[GIVEN PASSAGE]:
--- START ---

For example, SAMHSA just released a new RFP for a very old program: “Targeted Capacity Expansion-HIV Program: Substance Use Disorder Treatment for Racial/Ethnic Minority Populations at High Risk for HIV/AIDS (Short Title: TCE-HIV: High Risk Populations).” Someone ought to tell SAMHSA that brevity is a virtue in program titles, but apart from that I’ll note that, if I were writing a TCE-HIV proposal, the needs assessment would be filled with data about opioid use. We have collectively known about the dangers of sharing needles for decades, but the present opioid issue gives new urgency to old problems.

New grant wave forming for Medication Assisted Treatment (MAT)

A new grant wave is forming. An unexpected and shocking epidemic of heroin and prescription opioid addiction has erupted across America and the federal response is going to be a huge increase in funding for treatment and related services.

We’ve already seen signs of the grant wave in HRSA’s Substance Abuse Service Expansion program, which was designed to focus on “Medication-assisted Treatment in opioid use disorders.” Last week, the Obama Administration proposed a new $1 billion heroin treatment initiative involving pass-through grants to the states, which will in turn issue RFPs to local treatment providers, most of which will be nonprofits.

--- END ---

[TASKS TO CARRY OUT]:
1 - Transcribe the passage on opioid treatment grants from "We’ve already seen" up to and including "will be nonprofits.".
2 - According to the passage on opioid treatment grants, how large is the heroin treatment initiative the Obama Administration proposed?
3 - Write the next part of the passage on opioid treatment grants, picking up after its final sentence.

Entries taken from a collection:
--- START ---

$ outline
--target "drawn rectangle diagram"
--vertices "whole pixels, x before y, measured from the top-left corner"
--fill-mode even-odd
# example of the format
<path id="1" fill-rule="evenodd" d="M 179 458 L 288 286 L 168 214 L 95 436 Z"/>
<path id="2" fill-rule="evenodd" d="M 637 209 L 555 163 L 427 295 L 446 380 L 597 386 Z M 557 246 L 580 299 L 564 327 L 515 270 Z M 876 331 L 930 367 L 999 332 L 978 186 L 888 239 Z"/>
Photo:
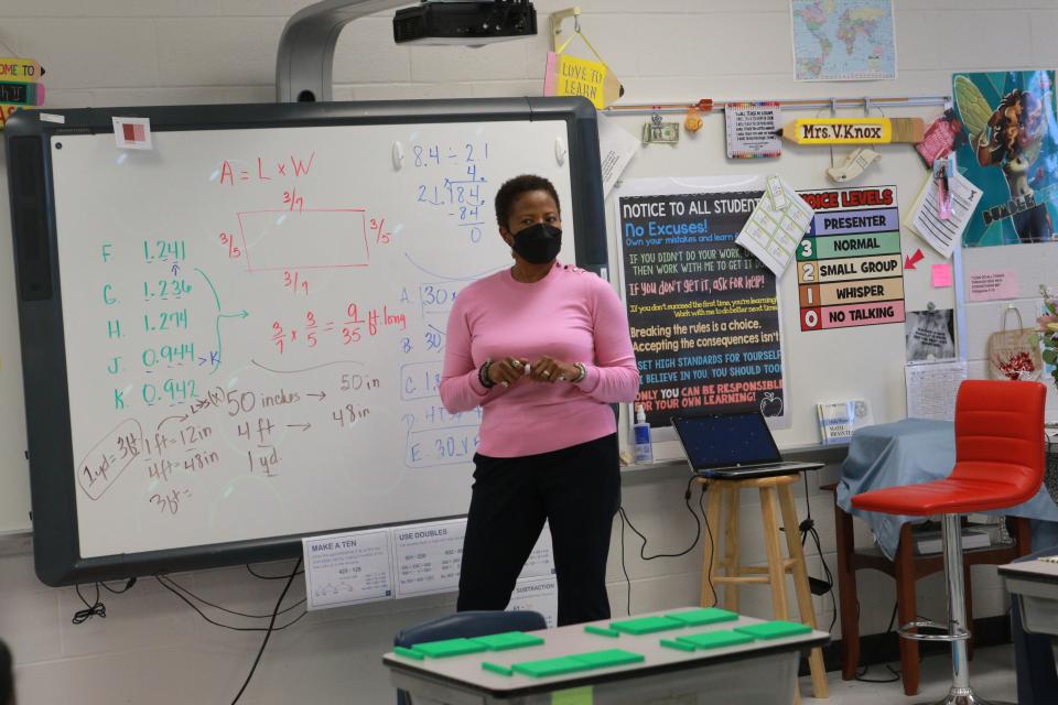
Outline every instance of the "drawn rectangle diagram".
<path id="1" fill-rule="evenodd" d="M 238 214 L 250 272 L 367 267 L 364 208 L 247 210 Z"/>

--- END ---

[ANSWERS BELOW]:
1 -
We’ve already seen signs of the grant wave in HRSA’s Substance Abuse Service Expansion program, which was designed to focus on “Medication-assisted Treatment in opioid use disorders.” Last week, the Obama Administration proposed a new $1 billion heroin treatment initiative involving pass-through grants to the states, which will in turn issue RFPs to local treatment providers, most of which will be nonprofits.

2 - $1 billion.

3 -
The new Obama initiative is to fund more medication-assisted treatment (MAT). Unlike the old methadone approach, MAT combines behavioral therapy with more modern medications to treat substance abuse disorders. While the Obama initiative is clearly aimed at treatment providers, peripheral grants are sure to become available for ancillary services like outreach, engagement, education and case management, most of which can be implemented by virtually any human services nonprofit.

Unlike many of President Obama’s proposals, the MAT grant initiative is likely to gain strong and quick bipartisan support in Congress, because vast stretches of rural America, as well as many suburbs and cities, are being overwhelmed by heroin, prescription opioid addiction, and concomitant ODs, often in the seemingly most unlikely of places. This includes over 400 ODs in New Hampshire in 2015. This bucolic state is not usually associated with a 22-year old woman overdosing in a squalid Nashua alley.

Listen to this heart-wrenching NRP story about how a middle aged and middle class New Hampshire makeup artist’s step daughter died. The makeup artist specializes in “painting” the presidential candidates that inundate NH every four years; she’s made-up everyone from Bernie Sanders to Mario Rubio this year. Each candidate has gotten an earful of the the addiction/OD crisis while captive in her chair.

In addition, almost every Democratic and Republican presidential candidate, with the possible exception of Hillary Clinton, seems to have been personally touched by the addiction and/or OD of a child, another relative, or a friend. It’s like Traffic writ large. Carly Fiorina and Chris Cristie regularly tell OD anecdotes as part of the their stump speeches, while Bernie and the now-out-of-the-race Rand Paul take a libertarian stand that prefers treatment over legal sanctions regarding substance abuse disorders.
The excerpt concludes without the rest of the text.